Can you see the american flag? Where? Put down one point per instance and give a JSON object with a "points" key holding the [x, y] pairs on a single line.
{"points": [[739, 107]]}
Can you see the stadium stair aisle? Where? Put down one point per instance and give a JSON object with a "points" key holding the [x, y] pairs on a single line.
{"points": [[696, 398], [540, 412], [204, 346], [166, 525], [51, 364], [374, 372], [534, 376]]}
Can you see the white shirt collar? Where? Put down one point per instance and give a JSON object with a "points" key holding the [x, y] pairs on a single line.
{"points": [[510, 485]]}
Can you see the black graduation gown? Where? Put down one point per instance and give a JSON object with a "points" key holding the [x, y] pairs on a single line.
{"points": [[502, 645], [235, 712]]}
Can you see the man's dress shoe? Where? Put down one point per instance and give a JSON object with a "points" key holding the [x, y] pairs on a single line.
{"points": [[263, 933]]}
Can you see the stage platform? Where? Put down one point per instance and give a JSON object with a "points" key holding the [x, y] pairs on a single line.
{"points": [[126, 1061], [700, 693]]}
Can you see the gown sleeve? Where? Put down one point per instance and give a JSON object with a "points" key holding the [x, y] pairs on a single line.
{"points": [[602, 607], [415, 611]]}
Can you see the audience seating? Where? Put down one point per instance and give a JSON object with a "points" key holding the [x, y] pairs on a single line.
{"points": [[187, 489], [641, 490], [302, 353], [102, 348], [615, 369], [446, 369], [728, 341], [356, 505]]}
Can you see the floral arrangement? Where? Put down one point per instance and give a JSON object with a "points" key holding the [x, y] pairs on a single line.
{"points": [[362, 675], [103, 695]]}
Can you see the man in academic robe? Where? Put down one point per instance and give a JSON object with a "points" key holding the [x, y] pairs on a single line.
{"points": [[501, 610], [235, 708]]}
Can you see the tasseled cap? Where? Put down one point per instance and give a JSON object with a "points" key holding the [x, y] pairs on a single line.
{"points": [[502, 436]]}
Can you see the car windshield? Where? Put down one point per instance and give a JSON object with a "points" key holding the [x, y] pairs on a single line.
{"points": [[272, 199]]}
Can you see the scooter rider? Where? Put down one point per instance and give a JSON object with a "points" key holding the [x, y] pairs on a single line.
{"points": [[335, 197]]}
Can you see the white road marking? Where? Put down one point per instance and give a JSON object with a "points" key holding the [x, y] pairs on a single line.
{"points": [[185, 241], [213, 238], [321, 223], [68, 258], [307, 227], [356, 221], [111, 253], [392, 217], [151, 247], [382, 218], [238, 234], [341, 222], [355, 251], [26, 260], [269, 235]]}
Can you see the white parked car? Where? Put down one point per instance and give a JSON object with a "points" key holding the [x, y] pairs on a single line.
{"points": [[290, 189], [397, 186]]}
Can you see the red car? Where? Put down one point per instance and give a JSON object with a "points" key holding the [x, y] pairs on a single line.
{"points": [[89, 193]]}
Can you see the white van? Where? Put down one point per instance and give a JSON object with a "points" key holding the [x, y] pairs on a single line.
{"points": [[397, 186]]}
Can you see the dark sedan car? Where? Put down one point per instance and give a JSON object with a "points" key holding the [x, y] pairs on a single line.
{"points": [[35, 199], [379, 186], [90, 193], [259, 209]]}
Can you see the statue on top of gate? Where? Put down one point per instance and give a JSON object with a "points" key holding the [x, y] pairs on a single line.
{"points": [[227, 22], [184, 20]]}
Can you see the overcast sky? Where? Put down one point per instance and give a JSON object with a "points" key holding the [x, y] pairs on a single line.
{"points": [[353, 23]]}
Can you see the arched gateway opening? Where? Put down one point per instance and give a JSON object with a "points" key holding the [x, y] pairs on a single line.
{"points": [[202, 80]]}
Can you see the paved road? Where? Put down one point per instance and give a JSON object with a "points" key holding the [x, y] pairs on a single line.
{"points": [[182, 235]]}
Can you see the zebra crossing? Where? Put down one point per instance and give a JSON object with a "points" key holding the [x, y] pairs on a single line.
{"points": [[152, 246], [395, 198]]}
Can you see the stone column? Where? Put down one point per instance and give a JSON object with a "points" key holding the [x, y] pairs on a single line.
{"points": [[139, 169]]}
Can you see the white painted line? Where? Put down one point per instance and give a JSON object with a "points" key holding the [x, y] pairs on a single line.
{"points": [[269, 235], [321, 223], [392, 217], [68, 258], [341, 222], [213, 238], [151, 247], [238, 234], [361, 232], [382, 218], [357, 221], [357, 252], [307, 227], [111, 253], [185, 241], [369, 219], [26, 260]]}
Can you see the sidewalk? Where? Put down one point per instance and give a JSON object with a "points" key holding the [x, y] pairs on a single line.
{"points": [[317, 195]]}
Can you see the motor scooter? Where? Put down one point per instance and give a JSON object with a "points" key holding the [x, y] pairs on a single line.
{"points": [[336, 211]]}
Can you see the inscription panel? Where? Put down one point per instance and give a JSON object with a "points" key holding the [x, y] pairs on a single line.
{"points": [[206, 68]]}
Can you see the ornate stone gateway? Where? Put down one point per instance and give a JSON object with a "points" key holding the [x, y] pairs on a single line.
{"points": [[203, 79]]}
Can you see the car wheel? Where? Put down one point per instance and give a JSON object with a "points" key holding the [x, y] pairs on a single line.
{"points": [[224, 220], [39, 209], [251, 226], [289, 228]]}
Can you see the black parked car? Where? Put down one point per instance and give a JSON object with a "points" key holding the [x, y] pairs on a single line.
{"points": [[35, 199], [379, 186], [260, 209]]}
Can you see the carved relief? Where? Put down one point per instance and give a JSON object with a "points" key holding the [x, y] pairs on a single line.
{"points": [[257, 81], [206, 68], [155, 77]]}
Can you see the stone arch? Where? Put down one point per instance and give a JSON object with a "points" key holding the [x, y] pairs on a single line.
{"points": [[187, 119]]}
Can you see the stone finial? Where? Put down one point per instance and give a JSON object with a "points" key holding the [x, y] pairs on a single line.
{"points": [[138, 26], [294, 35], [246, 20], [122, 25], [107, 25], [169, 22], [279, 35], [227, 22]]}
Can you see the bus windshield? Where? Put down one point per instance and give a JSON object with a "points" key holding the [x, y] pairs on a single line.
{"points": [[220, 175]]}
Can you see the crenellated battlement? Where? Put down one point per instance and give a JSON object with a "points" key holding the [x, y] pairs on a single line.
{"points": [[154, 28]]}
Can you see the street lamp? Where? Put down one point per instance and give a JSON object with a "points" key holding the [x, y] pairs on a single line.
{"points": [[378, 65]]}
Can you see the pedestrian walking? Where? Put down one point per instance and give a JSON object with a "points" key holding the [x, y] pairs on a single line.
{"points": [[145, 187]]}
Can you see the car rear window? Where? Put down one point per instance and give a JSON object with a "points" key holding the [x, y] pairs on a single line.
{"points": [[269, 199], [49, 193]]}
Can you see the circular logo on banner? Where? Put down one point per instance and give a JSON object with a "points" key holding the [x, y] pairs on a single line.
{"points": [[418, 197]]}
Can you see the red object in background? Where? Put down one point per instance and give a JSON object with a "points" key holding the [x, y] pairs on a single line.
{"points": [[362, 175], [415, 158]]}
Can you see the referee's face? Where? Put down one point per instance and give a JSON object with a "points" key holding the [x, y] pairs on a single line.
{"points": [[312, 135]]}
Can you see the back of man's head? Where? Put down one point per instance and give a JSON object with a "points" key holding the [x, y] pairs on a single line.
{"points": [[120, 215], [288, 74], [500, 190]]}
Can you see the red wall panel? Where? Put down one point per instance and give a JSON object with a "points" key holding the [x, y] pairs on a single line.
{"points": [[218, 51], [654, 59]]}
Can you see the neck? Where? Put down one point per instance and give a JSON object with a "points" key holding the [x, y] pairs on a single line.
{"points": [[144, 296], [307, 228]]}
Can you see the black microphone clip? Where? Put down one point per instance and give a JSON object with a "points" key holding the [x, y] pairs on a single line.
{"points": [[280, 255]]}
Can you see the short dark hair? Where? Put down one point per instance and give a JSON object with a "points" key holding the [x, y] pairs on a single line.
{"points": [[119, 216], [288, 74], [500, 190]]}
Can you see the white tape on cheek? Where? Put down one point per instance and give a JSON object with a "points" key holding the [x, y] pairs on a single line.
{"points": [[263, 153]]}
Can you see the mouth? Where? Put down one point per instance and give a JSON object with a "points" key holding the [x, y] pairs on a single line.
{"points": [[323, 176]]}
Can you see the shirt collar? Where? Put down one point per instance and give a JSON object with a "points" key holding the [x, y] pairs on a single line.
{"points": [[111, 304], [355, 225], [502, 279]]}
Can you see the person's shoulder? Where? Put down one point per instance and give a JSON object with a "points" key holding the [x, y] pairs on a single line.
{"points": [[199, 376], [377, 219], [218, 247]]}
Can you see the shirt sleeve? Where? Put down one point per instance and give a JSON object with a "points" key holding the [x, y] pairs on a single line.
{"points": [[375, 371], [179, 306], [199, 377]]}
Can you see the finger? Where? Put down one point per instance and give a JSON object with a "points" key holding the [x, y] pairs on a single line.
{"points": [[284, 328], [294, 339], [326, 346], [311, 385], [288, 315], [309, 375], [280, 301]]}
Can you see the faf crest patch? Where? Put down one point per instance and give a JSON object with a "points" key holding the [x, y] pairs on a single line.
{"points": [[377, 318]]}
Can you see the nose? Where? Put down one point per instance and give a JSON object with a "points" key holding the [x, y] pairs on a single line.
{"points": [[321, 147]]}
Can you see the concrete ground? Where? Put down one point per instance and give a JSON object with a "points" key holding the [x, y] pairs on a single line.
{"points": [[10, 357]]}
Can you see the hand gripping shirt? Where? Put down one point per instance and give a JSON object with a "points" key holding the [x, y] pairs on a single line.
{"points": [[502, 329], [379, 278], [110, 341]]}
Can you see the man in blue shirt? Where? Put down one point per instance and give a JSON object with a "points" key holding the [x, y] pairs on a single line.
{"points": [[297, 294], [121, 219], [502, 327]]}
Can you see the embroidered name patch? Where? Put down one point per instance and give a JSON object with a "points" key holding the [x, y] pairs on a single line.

==========

== Problem to work on ==
Only the lines from the one containing "Can you see the man in blue" through the last line of the records belong in the answer, each written out exactly.

== Task output ==
Can you see the man in blue shirt? Where? Put down one point per instance and give a JSON object with a "points" key holding the [x, y] pairs on a single line.
{"points": [[297, 294], [121, 219], [502, 327]]}
Can you see the embroidered name patch? Where? Put down one point per instance and give a JSON object with a "points" key holding the [x, y] pairs on a single line.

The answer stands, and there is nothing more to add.